- Your instructions:
Copy out everything from the line containing "Exercise. Tag the burnt" down to the end of the records below, unchanged and with nothing added.

- Input data:

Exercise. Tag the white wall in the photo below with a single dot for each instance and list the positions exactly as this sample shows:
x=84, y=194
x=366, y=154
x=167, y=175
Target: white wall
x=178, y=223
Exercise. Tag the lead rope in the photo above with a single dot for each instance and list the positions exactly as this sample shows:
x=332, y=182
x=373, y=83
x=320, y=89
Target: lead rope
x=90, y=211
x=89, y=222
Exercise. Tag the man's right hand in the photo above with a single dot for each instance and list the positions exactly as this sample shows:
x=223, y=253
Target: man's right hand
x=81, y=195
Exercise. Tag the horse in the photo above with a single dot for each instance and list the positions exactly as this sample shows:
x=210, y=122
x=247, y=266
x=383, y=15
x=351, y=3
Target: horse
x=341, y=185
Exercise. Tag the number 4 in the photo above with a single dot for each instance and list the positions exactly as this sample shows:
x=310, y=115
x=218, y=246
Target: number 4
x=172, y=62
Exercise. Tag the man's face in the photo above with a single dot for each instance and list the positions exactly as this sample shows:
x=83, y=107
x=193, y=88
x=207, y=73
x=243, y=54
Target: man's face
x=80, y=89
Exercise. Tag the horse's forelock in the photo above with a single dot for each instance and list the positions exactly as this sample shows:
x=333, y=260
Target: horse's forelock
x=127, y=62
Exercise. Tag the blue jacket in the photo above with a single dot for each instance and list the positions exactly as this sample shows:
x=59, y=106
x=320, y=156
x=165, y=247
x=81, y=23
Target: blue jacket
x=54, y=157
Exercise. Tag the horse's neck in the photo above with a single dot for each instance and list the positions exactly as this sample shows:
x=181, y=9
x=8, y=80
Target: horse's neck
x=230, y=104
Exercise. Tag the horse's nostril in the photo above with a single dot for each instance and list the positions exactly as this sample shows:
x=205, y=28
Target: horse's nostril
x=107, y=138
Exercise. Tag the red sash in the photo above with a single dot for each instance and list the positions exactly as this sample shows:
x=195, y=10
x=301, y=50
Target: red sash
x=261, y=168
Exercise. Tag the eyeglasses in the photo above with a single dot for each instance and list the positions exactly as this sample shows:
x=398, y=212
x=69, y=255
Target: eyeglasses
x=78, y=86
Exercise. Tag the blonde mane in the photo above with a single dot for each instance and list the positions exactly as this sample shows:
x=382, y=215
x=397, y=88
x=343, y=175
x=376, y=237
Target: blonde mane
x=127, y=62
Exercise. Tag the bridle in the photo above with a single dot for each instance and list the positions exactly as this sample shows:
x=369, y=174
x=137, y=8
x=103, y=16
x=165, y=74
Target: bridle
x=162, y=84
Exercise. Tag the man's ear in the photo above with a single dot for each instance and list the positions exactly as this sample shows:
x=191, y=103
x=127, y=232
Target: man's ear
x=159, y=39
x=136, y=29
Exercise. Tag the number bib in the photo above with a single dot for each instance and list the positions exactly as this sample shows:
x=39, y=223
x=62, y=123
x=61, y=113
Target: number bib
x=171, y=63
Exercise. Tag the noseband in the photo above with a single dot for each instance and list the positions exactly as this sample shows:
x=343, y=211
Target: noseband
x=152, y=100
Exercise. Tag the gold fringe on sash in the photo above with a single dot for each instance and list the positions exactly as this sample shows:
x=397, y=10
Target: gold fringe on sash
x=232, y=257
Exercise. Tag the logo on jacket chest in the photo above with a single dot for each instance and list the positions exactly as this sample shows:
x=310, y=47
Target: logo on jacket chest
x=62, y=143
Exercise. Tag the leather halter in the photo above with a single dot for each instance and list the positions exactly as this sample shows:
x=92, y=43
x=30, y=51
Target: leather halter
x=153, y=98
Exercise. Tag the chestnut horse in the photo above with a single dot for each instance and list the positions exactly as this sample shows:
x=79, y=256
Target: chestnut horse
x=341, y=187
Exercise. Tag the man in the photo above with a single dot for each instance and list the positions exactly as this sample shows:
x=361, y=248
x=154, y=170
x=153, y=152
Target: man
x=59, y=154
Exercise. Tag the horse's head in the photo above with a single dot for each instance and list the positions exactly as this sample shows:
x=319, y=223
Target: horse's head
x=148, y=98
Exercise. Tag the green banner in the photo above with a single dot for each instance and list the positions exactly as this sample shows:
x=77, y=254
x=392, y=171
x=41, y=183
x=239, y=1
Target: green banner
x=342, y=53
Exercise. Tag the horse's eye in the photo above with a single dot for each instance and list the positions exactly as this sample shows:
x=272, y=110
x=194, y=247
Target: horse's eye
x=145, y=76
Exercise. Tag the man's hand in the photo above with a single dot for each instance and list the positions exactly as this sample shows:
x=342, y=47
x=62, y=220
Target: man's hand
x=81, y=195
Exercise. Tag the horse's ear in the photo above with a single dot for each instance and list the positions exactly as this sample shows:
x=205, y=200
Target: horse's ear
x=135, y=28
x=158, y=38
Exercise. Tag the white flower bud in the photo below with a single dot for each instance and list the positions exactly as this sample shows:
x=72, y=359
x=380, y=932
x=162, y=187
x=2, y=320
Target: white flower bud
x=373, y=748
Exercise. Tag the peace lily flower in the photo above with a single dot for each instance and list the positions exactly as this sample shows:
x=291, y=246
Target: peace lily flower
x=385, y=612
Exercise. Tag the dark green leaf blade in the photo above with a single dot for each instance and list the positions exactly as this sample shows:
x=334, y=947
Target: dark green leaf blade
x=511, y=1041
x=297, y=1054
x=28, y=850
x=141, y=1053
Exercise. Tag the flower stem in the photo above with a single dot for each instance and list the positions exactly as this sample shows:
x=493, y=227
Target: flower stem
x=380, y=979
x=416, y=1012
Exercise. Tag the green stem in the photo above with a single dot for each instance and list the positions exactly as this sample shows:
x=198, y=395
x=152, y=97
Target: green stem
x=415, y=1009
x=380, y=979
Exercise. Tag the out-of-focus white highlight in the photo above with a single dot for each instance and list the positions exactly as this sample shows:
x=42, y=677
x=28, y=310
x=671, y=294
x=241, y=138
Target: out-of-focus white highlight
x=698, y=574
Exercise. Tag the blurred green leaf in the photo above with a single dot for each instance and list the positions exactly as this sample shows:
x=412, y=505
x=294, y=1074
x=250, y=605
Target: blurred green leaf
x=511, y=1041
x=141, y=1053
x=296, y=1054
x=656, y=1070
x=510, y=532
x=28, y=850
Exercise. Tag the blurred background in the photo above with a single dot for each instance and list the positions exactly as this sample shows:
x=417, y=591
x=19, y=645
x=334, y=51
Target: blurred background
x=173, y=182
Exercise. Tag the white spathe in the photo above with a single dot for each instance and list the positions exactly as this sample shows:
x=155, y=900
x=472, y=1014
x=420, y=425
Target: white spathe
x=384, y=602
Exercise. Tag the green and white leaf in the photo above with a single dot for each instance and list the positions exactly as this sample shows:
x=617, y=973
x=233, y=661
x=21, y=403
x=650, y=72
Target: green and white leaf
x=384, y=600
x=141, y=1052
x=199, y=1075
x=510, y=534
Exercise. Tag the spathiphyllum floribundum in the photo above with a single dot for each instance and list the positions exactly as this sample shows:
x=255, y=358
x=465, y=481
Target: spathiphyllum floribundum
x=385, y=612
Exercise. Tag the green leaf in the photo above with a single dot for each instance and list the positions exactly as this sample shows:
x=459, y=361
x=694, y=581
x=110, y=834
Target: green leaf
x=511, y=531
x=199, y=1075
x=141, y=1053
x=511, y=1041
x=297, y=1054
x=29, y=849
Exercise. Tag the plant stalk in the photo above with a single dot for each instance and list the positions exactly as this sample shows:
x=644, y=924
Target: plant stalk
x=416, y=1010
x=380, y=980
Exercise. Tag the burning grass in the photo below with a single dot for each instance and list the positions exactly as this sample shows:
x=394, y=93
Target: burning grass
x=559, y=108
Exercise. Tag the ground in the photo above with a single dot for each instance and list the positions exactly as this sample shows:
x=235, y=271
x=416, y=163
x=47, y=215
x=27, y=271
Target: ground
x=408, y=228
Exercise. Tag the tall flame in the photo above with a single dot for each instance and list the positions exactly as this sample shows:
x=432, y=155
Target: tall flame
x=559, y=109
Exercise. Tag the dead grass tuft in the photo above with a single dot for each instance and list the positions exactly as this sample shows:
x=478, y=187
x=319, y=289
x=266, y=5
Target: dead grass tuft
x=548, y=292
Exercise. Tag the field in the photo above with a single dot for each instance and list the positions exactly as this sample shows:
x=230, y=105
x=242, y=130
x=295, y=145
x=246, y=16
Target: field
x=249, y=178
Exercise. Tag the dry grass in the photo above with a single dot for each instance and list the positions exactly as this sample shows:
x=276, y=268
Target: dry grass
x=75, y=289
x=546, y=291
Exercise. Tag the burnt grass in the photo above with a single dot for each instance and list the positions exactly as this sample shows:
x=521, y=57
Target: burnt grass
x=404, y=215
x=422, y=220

- Response to the task:
Exercise. Tag the burnt grass in the photo above with a single dot for each instance and list the positions exactly as this sample shows:
x=521, y=57
Target: burnt grass
x=404, y=215
x=422, y=220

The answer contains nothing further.